* Textauszug *
****

997/J XXVII. GP

Eingelangt am 24.02.2020
Dieser Text wurde elektronisch übermittelt. Abweichungen vom Original sind möglich.

Anfrage

der Abgeordneten Dr. Helmut Brandstätter, Kolleginnen und Kollegen

an den Bundesminister für europäische und internationale Angelegenheiten

betreffend Migrationspakt

Ende 2017 gab es laut Vereinte Nationen weltweit fast 260 Millionen Migrant_innen. Das entspricht etwa 3,4 Prozent der Weltbevölkerung und repräsentiert einen Anstieg um fast 50 Prozent seit dem Beginn des Jahrhunderts. Die Zahl der Flüchtlinge stand 2018 bei 16 Millionen. Als Antwort auf die Herausforderung haben die Vereinten Nationen den „Globalen Pakt für eine sichere, geordnete und reguläre Migration“ erarbeitet, da diese Herausforderungen nur auf globaler Ebene konstruktiv gemeinsam gemeistert werden können.

Im Jänner dieses Jahres sagte Außenminister Schallenberg im Rahmen eines Treffens mit UNO Menschenrechtskommissarin Michelle Bachelet unter Verweis darauf, dass Staaten sich vermehrt aus internationalen Abkommen zurückziehen, dass gerade kleine Länder wie Österreich internationale Regeln brauchen, um nicht dem Gesetz des Dschungels zu unterliegen.

****

* Deine Aufgabe *
Schreib aus der Anfrage zum Migrationspakt die Stelle Wort für Wort ab, die mit „betreffend Migrationspakt“ anfängt und bis einschließlich „Dschungels zu unterliegen.“ weitergeht.

Datensätze
****

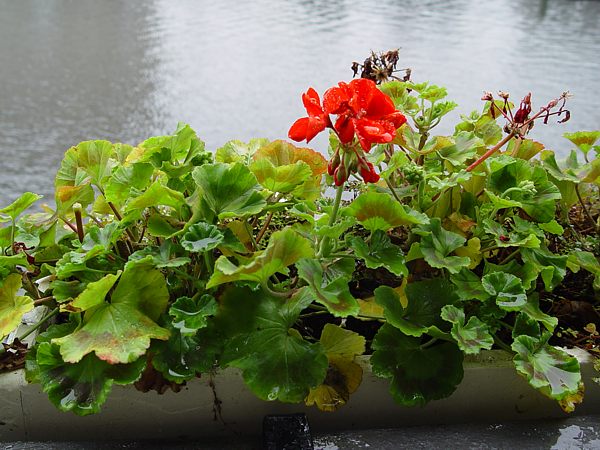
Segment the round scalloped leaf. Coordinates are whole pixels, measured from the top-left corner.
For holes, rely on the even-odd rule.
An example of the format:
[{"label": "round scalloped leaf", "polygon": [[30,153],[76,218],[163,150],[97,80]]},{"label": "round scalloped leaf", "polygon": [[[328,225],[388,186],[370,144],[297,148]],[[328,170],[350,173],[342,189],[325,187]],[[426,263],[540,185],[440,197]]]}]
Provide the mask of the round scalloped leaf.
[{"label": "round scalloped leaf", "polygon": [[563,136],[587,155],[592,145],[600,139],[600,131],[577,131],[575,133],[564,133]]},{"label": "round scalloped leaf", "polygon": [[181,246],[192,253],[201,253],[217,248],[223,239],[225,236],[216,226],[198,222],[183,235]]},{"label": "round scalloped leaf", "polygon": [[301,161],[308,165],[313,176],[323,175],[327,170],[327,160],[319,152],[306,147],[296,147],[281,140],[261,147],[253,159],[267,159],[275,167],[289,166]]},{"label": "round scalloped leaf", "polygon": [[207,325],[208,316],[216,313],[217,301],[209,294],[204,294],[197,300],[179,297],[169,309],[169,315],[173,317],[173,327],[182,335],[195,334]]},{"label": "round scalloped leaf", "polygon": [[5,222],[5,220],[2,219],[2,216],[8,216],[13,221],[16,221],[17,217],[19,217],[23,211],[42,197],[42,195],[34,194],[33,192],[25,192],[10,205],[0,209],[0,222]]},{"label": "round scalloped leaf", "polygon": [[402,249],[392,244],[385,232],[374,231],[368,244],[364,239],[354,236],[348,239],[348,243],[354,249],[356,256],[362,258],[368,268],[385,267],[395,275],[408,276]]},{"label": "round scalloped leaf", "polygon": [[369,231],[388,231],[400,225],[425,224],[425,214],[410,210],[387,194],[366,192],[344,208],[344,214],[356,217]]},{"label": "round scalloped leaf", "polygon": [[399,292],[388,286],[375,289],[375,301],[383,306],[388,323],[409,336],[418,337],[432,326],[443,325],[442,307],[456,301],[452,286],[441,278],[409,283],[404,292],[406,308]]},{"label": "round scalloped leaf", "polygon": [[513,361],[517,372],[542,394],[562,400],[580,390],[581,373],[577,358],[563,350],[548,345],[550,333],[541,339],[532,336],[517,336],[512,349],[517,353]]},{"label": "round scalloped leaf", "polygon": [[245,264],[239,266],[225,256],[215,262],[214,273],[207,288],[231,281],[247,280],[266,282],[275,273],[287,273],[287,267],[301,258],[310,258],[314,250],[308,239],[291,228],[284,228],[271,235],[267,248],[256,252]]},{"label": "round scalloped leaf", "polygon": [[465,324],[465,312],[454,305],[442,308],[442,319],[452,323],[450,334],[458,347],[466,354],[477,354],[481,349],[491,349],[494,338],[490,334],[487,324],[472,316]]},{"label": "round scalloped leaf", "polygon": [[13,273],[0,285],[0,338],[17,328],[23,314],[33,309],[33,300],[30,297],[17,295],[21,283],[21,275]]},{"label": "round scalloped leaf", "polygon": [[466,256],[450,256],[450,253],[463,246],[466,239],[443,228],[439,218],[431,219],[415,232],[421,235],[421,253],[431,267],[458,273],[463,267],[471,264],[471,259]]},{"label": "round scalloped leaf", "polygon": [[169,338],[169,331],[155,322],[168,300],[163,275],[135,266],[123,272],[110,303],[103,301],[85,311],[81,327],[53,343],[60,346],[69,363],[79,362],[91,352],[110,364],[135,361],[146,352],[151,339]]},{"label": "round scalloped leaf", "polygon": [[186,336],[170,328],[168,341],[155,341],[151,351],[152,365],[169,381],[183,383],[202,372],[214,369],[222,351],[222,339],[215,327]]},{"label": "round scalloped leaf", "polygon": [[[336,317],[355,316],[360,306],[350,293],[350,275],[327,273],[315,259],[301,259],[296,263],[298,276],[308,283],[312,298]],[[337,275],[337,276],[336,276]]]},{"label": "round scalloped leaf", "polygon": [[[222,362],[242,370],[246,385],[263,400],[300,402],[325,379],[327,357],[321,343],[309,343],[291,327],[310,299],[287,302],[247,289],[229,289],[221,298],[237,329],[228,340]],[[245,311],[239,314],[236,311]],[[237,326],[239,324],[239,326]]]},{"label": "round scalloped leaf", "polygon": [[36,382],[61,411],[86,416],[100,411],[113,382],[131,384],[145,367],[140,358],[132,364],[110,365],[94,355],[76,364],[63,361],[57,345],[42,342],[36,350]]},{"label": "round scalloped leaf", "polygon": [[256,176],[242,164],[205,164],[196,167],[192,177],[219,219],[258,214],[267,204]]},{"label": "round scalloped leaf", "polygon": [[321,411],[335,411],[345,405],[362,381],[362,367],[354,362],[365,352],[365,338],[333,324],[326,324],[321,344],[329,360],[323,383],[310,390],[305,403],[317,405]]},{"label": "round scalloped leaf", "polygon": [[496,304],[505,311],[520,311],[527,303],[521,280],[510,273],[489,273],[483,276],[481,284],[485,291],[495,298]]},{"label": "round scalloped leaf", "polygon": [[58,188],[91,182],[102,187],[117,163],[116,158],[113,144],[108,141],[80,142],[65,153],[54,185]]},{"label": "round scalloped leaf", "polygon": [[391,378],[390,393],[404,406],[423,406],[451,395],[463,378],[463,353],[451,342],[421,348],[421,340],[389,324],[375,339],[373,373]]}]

****

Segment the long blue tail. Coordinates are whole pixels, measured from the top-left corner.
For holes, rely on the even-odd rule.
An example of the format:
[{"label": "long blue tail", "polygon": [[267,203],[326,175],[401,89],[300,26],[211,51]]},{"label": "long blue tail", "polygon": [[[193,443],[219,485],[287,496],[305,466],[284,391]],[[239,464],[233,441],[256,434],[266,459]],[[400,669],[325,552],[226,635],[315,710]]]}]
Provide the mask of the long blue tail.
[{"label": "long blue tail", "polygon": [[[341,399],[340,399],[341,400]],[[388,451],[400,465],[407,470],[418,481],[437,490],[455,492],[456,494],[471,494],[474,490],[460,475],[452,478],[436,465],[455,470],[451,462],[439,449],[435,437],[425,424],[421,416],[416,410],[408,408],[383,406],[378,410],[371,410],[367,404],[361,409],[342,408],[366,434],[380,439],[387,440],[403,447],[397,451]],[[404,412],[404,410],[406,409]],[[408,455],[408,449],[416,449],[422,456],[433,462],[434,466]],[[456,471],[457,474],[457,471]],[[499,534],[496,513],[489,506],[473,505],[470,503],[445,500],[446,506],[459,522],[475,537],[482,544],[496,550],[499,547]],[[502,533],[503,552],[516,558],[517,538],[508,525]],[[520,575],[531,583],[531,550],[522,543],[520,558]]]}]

****

* Ergebnis *
betreffend Migrationspakt

Ende 2017 gab es laut Vereinte Nationen weltweit fast 260 Millionen Migrant_innen. Das entspricht etwa 3,4 Prozent der Weltbevölkerung und repräsentiert einen Anstieg um fast 50 Prozent seit dem Beginn des Jahrhunderts. Die Zahl der Flüchtlinge stand 2018 bei 16 Millionen. Als Antwort auf die Herausforderung haben die Vereinten Nationen den „Globalen Pakt für eine sichere, geordnete und reguläre Migration“ erarbeitet, da diese Herausforderungen nur auf globaler Ebene konstruktiv gemeinsam gemeistert werden können.

Im Jänner dieses Jahres sagte Außenminister Schallenberg im Rahmen eines Treffens mit UNO Menschenrechtskommissarin Michelle Bachelet unter Verweis darauf, dass Staaten sich vermehrt aus internationalen Abkommen zurückziehen, dass gerade kleine Länder wie Österreich internationale Regeln brauchen, um nicht dem Gesetz des Dschungels zu unterliegen.